[Prompt]: Count the lines in the material below that contain the string "handle", with case counting. Reply with the number alone.

(Named object pointing entries)
───

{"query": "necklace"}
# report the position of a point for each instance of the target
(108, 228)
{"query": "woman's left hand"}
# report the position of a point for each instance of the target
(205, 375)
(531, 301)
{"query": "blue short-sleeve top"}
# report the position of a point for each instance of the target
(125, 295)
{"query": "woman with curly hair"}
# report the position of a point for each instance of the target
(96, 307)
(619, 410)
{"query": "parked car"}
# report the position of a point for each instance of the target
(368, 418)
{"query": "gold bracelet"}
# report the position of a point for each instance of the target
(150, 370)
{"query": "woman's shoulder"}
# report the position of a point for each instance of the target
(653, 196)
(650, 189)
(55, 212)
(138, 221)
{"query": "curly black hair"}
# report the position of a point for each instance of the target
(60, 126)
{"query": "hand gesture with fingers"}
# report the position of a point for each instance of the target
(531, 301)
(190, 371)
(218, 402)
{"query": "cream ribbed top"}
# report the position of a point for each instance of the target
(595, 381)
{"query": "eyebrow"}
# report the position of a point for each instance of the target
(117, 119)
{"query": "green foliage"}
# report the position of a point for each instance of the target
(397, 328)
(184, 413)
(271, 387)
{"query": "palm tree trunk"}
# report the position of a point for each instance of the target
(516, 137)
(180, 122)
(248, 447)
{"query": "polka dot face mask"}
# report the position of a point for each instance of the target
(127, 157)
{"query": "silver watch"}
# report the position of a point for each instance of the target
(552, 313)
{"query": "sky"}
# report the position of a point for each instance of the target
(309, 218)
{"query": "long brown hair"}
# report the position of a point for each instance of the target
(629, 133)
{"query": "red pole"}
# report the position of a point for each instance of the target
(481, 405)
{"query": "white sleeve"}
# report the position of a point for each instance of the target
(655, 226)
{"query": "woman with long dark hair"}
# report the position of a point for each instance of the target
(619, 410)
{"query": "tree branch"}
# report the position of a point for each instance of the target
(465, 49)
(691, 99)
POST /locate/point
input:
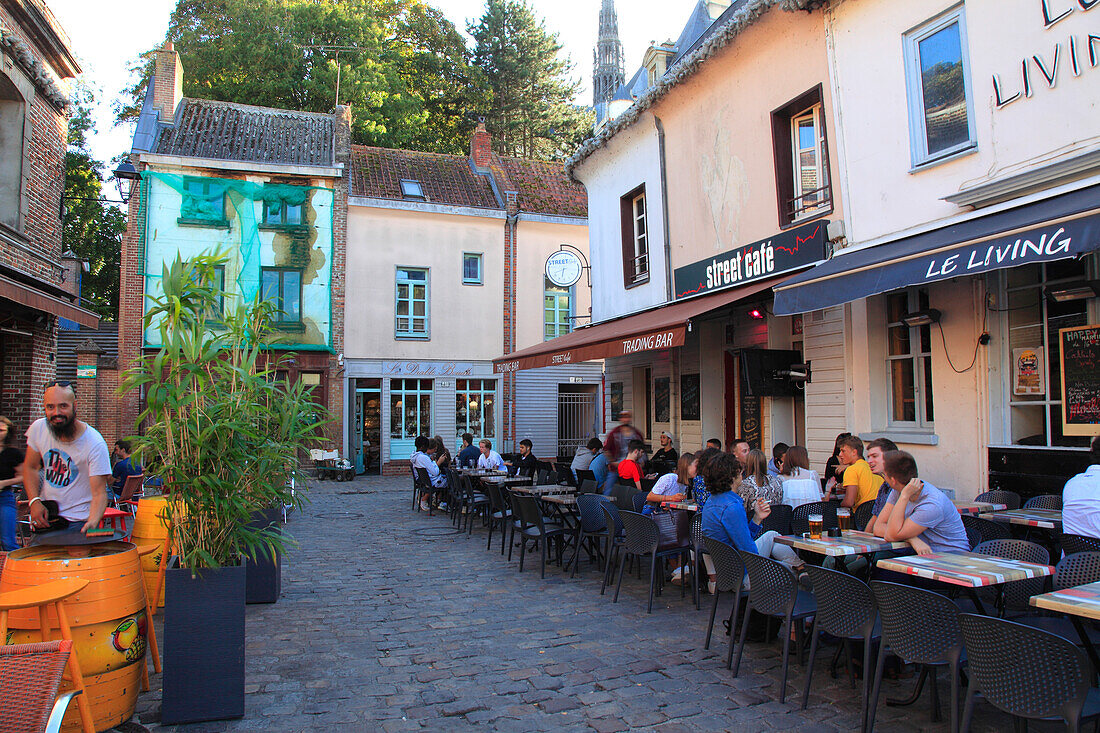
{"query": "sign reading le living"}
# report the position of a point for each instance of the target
(785, 251)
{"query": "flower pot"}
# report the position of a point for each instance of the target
(204, 645)
(265, 571)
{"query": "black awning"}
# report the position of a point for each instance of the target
(1043, 231)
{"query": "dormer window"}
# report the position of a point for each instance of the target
(411, 189)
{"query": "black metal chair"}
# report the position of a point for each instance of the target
(641, 539)
(799, 522)
(1010, 499)
(845, 611)
(1045, 501)
(921, 627)
(729, 578)
(1014, 595)
(1026, 673)
(773, 591)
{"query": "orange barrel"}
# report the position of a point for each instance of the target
(151, 527)
(108, 621)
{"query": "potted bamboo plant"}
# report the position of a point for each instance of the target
(224, 435)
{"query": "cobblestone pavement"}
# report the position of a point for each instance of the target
(392, 621)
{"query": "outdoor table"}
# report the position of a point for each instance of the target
(968, 570)
(979, 507)
(1041, 518)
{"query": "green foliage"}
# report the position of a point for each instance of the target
(220, 429)
(409, 81)
(531, 113)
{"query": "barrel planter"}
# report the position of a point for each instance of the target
(108, 620)
(204, 645)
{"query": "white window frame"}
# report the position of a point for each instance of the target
(398, 281)
(917, 132)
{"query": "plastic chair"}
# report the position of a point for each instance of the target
(30, 675)
(1026, 673)
(773, 591)
(845, 611)
(728, 578)
(1010, 499)
(641, 539)
(922, 627)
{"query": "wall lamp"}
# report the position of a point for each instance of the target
(925, 317)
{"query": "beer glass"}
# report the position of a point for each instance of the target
(815, 525)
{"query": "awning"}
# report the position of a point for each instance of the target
(34, 298)
(1043, 231)
(661, 328)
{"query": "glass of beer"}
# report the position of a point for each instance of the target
(815, 525)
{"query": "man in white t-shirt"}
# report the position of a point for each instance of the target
(67, 461)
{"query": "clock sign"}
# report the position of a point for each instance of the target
(563, 269)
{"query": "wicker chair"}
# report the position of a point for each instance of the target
(1026, 673)
(921, 627)
(30, 675)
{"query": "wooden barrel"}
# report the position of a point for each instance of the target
(108, 620)
(151, 527)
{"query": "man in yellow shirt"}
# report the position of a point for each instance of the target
(859, 483)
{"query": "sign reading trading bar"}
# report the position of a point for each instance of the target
(785, 251)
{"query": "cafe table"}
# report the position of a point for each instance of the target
(967, 570)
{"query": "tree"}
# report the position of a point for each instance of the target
(90, 227)
(531, 112)
(408, 76)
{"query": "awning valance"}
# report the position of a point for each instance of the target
(1042, 231)
(661, 328)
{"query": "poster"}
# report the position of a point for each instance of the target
(1029, 371)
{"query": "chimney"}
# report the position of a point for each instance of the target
(167, 81)
(481, 151)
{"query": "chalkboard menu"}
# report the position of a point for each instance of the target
(1080, 380)
(689, 397)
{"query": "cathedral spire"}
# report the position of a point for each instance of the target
(607, 74)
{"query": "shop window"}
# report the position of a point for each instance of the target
(635, 238)
(475, 408)
(557, 309)
(1033, 353)
(909, 362)
(411, 304)
(937, 75)
(801, 152)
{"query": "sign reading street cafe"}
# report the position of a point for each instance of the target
(783, 252)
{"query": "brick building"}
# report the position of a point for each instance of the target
(265, 186)
(35, 67)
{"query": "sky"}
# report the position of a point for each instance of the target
(106, 47)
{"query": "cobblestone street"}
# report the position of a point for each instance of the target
(389, 620)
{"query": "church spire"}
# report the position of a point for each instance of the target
(607, 74)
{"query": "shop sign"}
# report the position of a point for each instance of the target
(783, 252)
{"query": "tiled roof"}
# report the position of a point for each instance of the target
(545, 188)
(226, 131)
(377, 172)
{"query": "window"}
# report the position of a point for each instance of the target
(938, 76)
(282, 288)
(471, 269)
(475, 408)
(801, 150)
(1033, 324)
(909, 362)
(411, 304)
(558, 307)
(635, 238)
(409, 408)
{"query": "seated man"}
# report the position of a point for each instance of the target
(919, 513)
(1080, 512)
(490, 459)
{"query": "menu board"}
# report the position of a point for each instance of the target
(1080, 380)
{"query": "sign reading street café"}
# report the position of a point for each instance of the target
(789, 250)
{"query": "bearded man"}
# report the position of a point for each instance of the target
(67, 461)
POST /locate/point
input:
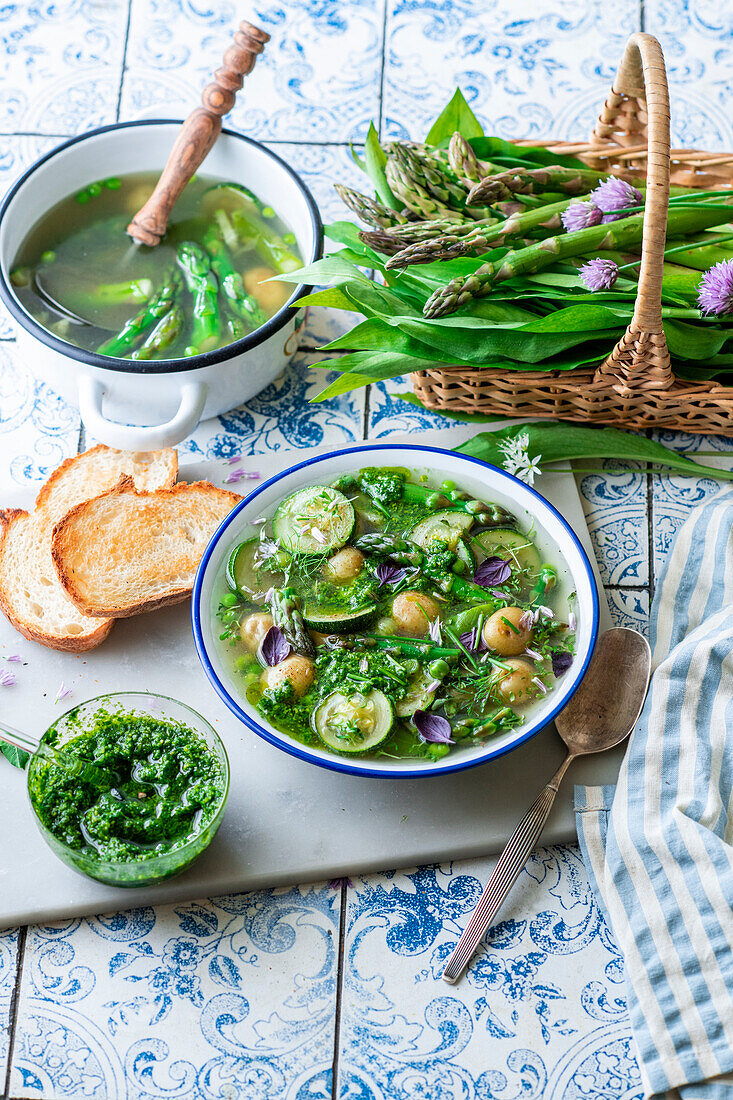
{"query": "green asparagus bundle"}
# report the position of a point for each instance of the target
(546, 279)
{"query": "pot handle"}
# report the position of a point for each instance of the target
(132, 438)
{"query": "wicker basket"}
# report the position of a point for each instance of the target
(634, 386)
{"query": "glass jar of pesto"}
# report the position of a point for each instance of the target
(129, 788)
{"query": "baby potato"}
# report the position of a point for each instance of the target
(413, 613)
(253, 628)
(343, 565)
(298, 670)
(504, 639)
(271, 296)
(516, 686)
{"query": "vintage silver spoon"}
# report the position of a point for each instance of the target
(600, 715)
(34, 746)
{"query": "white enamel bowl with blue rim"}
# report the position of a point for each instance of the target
(143, 405)
(555, 538)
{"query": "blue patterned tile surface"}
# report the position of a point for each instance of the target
(538, 70)
(236, 998)
(528, 1020)
(59, 65)
(317, 80)
(8, 969)
(228, 998)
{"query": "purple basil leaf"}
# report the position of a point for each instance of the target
(492, 571)
(561, 661)
(431, 727)
(389, 572)
(274, 647)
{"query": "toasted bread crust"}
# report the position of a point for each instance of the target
(25, 551)
(68, 537)
(70, 644)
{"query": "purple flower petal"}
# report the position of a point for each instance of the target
(492, 571)
(561, 661)
(274, 647)
(580, 216)
(715, 290)
(599, 274)
(613, 195)
(433, 727)
(390, 572)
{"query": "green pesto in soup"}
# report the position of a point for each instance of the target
(161, 787)
(204, 286)
(381, 615)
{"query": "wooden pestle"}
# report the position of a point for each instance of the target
(198, 133)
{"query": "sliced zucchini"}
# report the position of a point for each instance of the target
(444, 526)
(243, 574)
(514, 547)
(417, 697)
(465, 553)
(314, 520)
(338, 620)
(353, 724)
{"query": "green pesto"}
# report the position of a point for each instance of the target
(164, 788)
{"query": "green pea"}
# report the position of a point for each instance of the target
(438, 669)
(437, 751)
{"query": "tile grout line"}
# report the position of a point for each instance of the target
(124, 62)
(339, 988)
(12, 1020)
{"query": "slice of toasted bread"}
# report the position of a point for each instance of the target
(127, 551)
(31, 594)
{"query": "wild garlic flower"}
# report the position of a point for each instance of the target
(517, 460)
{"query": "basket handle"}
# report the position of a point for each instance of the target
(641, 359)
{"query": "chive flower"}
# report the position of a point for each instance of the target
(715, 290)
(613, 196)
(599, 274)
(580, 216)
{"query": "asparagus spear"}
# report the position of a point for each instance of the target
(249, 226)
(371, 211)
(286, 615)
(465, 242)
(241, 304)
(137, 289)
(624, 233)
(162, 337)
(391, 241)
(503, 185)
(133, 330)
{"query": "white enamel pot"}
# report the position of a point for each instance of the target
(145, 405)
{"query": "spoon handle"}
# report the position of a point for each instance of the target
(18, 739)
(198, 133)
(504, 876)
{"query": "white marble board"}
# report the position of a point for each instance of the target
(286, 821)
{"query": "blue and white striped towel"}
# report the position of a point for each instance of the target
(659, 846)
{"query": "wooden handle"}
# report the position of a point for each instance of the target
(641, 359)
(198, 133)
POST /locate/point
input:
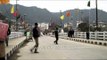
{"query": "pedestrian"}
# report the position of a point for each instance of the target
(56, 36)
(36, 34)
(8, 33)
(3, 36)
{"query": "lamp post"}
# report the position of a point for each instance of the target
(16, 17)
(96, 16)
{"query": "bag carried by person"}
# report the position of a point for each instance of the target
(3, 31)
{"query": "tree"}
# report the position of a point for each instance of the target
(83, 27)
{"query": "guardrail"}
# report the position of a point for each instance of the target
(15, 35)
(93, 35)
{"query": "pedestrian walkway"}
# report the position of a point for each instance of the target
(64, 50)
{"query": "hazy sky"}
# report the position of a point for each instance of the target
(57, 5)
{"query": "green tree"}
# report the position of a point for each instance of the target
(83, 27)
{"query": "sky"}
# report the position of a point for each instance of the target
(63, 5)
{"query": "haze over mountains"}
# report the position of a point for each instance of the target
(35, 14)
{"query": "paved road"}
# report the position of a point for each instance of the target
(64, 50)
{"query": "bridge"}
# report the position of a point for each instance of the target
(68, 48)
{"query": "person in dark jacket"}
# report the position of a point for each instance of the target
(56, 36)
(36, 34)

───

[Problem solution]: 4